Collected data entries:
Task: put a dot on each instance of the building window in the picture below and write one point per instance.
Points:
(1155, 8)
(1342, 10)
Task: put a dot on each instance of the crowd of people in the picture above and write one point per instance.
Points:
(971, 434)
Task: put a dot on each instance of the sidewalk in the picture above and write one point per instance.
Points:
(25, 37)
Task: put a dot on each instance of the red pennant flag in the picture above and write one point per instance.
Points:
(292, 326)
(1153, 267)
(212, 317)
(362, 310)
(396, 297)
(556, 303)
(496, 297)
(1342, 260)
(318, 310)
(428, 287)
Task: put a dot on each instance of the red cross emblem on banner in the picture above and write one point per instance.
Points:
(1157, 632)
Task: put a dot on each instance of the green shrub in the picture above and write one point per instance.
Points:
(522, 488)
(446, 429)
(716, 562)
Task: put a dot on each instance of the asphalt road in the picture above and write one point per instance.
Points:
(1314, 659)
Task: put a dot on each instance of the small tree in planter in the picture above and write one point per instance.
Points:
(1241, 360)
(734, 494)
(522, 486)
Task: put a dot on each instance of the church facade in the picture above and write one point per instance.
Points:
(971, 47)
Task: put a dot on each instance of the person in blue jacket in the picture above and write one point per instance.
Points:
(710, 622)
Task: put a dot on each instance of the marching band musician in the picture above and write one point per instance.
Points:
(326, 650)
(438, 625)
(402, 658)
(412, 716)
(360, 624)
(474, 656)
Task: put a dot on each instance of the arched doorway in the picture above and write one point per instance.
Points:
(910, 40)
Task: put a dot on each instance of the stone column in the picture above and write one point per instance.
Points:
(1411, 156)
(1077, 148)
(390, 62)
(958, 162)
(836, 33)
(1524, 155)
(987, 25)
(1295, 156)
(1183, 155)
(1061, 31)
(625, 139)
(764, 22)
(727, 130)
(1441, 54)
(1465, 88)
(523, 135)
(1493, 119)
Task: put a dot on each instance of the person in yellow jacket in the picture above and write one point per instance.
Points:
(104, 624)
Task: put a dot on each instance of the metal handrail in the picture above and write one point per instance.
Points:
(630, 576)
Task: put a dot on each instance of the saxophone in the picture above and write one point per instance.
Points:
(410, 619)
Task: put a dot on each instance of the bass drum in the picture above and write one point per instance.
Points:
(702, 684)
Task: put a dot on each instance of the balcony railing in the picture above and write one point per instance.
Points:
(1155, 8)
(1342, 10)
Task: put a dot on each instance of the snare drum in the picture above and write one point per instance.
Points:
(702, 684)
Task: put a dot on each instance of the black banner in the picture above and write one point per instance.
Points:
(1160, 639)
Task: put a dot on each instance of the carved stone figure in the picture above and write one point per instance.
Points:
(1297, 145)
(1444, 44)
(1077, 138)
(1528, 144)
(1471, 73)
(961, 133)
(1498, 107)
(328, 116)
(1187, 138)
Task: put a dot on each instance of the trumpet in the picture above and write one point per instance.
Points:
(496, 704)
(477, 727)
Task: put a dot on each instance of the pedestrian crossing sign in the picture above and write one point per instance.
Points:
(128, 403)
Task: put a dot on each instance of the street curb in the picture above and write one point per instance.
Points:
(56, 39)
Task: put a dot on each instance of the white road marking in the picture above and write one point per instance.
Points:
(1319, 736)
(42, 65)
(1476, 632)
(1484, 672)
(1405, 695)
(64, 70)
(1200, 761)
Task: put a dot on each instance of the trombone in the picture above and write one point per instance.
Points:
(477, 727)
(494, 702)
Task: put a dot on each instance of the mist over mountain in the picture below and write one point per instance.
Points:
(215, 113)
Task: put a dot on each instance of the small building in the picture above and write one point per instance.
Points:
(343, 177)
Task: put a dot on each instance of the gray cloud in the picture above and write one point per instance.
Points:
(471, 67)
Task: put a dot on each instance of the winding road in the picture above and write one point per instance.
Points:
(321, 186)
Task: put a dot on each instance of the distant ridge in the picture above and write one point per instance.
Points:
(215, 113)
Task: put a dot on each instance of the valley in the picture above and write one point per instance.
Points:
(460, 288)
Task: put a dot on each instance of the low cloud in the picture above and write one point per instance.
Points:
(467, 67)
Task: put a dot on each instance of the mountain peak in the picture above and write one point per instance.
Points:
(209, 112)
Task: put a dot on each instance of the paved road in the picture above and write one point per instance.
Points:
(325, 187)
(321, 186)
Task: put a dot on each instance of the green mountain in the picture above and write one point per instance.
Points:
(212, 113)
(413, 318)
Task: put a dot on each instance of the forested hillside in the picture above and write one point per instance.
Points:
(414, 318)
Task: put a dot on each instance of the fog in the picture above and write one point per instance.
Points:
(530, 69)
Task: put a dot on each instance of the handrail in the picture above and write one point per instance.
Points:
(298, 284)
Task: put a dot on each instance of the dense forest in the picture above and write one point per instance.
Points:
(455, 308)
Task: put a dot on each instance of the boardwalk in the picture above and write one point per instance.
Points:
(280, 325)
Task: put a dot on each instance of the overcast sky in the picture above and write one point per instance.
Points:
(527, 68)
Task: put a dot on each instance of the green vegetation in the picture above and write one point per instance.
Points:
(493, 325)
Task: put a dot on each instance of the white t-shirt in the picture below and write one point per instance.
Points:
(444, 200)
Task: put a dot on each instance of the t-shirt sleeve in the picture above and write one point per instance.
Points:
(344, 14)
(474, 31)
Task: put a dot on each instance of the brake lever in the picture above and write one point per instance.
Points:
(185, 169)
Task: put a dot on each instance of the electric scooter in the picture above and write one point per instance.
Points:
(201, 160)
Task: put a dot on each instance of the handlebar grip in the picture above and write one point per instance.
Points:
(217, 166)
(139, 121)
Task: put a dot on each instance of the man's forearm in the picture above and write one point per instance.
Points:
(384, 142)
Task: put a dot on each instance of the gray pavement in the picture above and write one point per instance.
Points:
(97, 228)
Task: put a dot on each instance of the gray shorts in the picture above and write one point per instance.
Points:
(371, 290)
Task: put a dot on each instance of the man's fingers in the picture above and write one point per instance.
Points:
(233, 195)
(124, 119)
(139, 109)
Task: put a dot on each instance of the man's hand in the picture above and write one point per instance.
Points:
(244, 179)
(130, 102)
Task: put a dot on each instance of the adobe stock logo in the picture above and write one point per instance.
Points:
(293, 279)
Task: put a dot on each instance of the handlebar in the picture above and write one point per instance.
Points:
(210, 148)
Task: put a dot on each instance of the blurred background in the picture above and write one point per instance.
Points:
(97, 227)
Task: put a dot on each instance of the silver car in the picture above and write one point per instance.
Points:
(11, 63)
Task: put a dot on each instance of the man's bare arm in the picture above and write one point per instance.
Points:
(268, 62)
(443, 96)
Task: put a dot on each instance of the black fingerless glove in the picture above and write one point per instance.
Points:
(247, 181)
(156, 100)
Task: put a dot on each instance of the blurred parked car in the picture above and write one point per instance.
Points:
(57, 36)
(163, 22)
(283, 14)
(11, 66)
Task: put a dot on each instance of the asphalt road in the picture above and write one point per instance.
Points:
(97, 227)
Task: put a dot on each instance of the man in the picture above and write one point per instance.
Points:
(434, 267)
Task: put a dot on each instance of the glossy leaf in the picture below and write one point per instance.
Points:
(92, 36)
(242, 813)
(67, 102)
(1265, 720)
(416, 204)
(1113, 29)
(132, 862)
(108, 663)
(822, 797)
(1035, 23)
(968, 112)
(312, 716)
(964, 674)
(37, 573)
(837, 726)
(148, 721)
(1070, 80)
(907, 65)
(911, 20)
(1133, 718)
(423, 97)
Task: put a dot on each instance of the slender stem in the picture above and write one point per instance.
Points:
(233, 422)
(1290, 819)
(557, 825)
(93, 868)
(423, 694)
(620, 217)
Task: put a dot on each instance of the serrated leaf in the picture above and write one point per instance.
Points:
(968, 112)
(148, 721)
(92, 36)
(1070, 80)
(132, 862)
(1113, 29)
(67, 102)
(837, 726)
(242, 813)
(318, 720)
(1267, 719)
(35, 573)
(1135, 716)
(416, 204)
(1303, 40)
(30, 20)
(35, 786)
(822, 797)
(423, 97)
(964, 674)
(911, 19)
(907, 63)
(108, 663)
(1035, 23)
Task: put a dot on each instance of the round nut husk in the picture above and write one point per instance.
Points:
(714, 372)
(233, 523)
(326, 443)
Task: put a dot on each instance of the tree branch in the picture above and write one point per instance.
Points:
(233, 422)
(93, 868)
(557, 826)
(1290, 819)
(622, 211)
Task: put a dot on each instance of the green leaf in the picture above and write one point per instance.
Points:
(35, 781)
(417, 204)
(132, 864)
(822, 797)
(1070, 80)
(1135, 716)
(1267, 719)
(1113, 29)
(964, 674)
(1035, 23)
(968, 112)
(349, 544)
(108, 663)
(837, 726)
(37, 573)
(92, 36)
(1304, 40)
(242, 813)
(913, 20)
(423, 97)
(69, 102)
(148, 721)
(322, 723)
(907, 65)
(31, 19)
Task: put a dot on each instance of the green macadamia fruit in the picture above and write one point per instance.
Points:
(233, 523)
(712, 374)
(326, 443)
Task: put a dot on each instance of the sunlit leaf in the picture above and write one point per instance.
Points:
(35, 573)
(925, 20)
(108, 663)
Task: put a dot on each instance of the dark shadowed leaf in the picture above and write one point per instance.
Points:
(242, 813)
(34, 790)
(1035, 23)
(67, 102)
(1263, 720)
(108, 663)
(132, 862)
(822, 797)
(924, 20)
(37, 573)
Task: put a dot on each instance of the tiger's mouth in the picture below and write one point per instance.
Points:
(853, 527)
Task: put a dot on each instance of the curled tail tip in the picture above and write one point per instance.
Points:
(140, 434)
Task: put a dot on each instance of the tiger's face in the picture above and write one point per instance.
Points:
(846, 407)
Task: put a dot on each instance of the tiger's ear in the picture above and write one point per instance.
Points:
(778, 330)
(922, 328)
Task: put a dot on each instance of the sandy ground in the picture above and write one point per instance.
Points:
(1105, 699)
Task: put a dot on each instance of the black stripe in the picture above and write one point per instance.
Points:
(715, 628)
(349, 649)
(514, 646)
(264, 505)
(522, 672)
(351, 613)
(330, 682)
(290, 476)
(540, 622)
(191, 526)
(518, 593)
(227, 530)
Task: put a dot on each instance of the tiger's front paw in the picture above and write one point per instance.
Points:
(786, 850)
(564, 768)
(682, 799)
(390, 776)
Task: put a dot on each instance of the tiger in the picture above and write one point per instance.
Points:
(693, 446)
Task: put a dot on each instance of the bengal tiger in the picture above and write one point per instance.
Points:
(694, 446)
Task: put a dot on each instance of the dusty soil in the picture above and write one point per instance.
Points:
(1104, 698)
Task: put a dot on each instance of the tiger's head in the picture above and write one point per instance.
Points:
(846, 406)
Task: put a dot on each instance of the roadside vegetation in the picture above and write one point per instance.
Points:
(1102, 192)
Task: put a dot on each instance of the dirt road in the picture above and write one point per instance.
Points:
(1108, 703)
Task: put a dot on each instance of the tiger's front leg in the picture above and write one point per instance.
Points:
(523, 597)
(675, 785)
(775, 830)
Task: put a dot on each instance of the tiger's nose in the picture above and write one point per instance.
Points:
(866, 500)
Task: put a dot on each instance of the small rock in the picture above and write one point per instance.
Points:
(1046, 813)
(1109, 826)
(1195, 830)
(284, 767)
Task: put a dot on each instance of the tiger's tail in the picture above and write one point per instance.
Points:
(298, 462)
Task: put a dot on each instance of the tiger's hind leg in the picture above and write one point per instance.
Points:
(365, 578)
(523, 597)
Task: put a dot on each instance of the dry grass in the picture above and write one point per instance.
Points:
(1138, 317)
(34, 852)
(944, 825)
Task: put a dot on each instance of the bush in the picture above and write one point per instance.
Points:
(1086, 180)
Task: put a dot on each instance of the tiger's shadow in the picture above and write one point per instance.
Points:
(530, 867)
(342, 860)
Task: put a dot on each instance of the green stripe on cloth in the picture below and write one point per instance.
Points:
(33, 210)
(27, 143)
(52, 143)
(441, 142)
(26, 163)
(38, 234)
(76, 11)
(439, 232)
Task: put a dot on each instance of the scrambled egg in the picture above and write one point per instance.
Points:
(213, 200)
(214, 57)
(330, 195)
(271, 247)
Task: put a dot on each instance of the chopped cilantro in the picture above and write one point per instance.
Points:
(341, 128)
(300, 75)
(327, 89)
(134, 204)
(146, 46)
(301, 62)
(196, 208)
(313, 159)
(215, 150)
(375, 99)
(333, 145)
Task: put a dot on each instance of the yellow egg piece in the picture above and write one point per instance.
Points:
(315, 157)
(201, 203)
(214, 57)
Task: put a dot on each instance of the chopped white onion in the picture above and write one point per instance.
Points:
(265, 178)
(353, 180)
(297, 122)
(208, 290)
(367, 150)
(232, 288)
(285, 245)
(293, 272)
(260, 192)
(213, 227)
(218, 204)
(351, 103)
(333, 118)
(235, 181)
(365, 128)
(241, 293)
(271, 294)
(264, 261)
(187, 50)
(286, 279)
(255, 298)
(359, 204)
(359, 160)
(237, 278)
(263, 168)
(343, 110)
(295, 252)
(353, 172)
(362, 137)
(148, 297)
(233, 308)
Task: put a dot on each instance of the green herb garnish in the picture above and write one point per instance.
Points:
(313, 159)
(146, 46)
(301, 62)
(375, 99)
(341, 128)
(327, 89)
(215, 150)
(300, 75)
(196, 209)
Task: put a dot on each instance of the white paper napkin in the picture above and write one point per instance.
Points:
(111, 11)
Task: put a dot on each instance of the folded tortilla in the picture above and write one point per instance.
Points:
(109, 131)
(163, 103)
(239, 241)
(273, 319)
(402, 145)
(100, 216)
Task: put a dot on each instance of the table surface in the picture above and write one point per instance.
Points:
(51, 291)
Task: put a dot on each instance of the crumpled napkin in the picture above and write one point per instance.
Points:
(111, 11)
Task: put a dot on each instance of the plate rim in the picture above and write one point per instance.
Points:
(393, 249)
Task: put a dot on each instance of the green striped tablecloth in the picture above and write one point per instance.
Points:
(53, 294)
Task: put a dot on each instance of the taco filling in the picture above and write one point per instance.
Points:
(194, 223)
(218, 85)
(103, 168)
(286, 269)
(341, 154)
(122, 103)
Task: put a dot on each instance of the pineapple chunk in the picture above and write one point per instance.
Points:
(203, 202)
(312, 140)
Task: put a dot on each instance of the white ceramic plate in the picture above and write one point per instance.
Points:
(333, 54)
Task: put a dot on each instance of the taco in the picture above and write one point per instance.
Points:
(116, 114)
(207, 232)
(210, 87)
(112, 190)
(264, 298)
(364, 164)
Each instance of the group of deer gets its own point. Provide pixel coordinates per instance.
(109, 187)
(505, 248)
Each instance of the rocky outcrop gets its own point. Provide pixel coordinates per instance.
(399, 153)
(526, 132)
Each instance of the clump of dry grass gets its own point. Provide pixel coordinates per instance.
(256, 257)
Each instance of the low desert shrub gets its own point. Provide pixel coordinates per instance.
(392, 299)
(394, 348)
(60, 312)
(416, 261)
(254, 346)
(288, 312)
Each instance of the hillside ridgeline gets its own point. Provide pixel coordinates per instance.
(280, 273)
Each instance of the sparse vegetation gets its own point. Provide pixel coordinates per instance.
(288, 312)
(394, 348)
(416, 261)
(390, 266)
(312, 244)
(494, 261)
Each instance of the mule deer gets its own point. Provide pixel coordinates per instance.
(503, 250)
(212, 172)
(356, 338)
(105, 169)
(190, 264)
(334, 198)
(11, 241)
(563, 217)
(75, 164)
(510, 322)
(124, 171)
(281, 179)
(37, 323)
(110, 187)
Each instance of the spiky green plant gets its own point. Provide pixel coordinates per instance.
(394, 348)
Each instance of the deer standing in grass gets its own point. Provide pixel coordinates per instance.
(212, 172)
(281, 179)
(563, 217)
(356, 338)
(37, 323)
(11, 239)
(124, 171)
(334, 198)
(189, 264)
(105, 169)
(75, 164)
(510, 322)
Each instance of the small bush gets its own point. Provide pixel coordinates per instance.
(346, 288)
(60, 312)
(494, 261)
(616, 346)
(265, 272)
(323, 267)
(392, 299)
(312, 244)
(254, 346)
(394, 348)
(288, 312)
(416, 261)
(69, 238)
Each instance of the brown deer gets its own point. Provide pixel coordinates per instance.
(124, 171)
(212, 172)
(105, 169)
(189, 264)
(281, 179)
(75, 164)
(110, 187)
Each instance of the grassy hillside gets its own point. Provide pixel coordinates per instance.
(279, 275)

→ **Your instructions**
Looking at the data above, show all lines where the word "jacket" occurs.

→ **Written answer**
Task: put a dot on each instance of the person in blue jacket in the picture above and write one point per instance.
Task: put a dot on each instance of the person in yellow jacket in the picture above and write one point per instance.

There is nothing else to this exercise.